[[ PAGE EXTRACT, beginning ]]

By Jennifer Wolff-Gillispie, HWP, LC
EDITOR’S SUMMARY: Weather modification has progressed from a 1946 laboratory discovery into a global practice with scientific, political, and environmental implications. With more than sixty countries conducting thousands of operations each year, this steady expansion raises important questions about responsibility, scientific limits, and the ethics of altering natural systems—and amplifies the need for greater transparency as these interventions grow.
The desire to control the weather is as old as human civilization. Farmers prayed for rain, shamans danced to summon storms, and leaders imagined ways to tame the sky for survival and power. By the twentieth century, science appeared ready to deliver what myth had only hinted at. In 1946, Vincent Schaefer, working at General Electric, made a striking discovery: dropping dry ice into a freezing chamber produced countless tiny ice crystals. These microscopic seeds gave water vapor something to cling to, and almost instantly, a cloud appeared before his eyes. What began as a laboratory curiosity quickly grew into a global experiment. On November 13 of that year, pilot Curtis Talbot carried the discovery into the sky. Schaefer later recalls the moment:
“I looked toward the rear and was thrilled to see long streamers of snow falling from the base of the cloud through which we had just passed. I shouted to Curt to swing around, and as we did so we passed through a mass of glistening snow crystals! Needless to say, we were quite excited.”
What Schaefer had discovered, and Talbot put into action, was revolutionary; they had successfully engineered the weather. Governments, universities, and private industries seized on the prospect of bending clouds to human will. Programs sprang up across the United States, throughout Europe, in Russia, and on a massive scale in China. The idea that weather could be manipulated was no longer a science fiction tale; it was real life, and governments across the globe have been doing it for nearly 80 years.
Just a decade ago, such claims might have been dismissed as wild conspiracy theories. Yet, as research programs, patents, and official acknowledgments have accumulated, what was once taboo to discuss is now mainstream science and public policy. The story of weather modification is not just about technological progress; it’s about how collective perception shifts, how yesterday’s “impossible” becomes today’s accepted reality, and at what cost?

[[ PAGE EXTRACT, end ]]

Copy the passage from the weather modification text word for word, starting at "By Jennifer Wolff-Gillispie, HWP, LC" and ending at "these interventions grow.". The material that follows has no connection to the text on weather modification.

[[ DATASET, beginning ]]

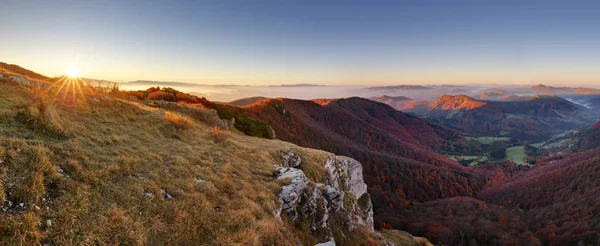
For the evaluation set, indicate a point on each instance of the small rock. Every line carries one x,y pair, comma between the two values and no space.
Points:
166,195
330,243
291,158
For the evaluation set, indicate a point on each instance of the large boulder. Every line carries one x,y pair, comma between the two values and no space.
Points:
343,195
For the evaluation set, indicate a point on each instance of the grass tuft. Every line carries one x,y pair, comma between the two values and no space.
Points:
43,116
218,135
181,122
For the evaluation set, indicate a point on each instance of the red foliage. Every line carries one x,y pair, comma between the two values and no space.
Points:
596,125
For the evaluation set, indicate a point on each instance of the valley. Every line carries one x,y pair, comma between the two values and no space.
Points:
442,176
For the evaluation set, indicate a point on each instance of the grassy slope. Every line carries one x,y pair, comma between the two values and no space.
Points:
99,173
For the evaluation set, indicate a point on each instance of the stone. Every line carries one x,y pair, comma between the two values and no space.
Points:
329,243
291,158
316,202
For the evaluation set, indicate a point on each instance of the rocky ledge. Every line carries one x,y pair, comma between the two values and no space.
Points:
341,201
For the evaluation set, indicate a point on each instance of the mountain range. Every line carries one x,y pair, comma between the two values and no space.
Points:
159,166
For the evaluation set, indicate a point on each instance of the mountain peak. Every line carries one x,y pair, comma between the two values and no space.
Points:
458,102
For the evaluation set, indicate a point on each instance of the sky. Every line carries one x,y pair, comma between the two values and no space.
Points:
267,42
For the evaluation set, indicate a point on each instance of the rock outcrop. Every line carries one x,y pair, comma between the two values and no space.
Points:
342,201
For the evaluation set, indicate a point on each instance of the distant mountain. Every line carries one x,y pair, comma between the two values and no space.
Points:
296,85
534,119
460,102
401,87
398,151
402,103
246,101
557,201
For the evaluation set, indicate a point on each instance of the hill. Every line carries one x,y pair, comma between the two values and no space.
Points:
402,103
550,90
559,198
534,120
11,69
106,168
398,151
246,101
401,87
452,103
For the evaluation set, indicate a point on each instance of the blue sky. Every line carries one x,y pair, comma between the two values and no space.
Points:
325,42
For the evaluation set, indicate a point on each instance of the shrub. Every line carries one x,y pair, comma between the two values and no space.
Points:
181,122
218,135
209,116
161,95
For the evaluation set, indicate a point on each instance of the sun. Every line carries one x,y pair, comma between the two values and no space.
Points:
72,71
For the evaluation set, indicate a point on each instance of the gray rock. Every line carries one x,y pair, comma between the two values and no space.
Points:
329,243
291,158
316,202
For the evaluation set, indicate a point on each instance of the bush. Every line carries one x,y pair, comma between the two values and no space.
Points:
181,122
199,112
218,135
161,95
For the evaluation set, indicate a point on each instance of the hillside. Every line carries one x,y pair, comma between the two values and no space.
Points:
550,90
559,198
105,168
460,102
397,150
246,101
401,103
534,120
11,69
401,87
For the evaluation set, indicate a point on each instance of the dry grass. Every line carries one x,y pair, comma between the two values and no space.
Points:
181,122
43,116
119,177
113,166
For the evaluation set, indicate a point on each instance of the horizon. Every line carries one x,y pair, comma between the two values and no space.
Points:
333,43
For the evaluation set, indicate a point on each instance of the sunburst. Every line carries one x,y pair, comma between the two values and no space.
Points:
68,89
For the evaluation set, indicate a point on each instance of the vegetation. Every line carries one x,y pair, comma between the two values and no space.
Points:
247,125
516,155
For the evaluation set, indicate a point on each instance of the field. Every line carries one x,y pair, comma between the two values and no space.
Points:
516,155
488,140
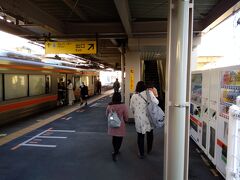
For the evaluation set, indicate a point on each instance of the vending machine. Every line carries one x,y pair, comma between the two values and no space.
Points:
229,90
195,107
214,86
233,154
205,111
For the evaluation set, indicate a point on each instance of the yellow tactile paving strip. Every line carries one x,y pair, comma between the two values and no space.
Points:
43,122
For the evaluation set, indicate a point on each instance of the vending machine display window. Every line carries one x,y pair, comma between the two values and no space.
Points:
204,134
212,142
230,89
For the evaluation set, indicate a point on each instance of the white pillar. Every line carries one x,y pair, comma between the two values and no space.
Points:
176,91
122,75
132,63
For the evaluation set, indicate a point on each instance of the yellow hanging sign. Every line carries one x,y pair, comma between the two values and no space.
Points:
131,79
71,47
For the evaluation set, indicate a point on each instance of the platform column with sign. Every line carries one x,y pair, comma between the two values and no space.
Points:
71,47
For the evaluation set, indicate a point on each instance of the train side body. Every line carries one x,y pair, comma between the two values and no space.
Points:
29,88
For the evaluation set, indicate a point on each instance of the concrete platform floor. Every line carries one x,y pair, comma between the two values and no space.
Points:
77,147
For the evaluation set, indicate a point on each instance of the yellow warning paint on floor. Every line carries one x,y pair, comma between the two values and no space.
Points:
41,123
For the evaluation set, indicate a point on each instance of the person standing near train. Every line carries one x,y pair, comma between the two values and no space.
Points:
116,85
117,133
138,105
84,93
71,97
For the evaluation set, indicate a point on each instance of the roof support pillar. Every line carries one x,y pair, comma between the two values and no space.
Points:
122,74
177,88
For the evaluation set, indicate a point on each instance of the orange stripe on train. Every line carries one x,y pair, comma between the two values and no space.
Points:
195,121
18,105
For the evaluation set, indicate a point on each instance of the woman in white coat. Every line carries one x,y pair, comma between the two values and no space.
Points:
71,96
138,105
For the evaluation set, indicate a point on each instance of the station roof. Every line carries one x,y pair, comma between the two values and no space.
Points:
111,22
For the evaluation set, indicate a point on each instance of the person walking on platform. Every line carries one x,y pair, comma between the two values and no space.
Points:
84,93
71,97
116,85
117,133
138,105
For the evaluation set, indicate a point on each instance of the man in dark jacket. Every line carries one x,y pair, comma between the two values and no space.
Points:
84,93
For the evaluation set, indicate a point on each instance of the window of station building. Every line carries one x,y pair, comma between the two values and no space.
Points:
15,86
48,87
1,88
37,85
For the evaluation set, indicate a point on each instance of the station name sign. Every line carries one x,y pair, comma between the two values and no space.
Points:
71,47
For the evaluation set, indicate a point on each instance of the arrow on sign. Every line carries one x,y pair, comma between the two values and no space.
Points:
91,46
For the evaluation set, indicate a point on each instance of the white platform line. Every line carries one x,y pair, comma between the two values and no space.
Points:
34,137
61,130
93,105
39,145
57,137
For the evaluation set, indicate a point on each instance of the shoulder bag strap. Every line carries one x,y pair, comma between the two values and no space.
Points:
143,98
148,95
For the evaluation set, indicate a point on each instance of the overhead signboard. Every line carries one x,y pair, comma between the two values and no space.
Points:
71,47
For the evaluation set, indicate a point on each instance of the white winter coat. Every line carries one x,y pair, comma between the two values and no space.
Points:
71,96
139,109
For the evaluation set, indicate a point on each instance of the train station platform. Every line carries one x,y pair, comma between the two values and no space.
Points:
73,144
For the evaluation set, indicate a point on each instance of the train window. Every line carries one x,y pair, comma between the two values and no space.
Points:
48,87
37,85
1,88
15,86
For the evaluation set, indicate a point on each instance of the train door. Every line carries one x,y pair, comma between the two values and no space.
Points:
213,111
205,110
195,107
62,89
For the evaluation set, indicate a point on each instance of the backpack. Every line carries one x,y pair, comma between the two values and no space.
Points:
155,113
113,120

[[ DATASET, end ]]

### ANSWER TO THIS EXERCISE
By Jennifer Wolff-Gillispie, HWP, LC
EDITOR’S SUMMARY: Weather modification has progressed from a 1946 laboratory discovery into a global practice with scientific, political, and environmental implications. With more than sixty countries conducting thousands of operations each year, this steady expansion raises important questions about responsibility, scientific limits, and the ethics of altering natural systems—and amplifies the need for greater transparency as these interventions grow.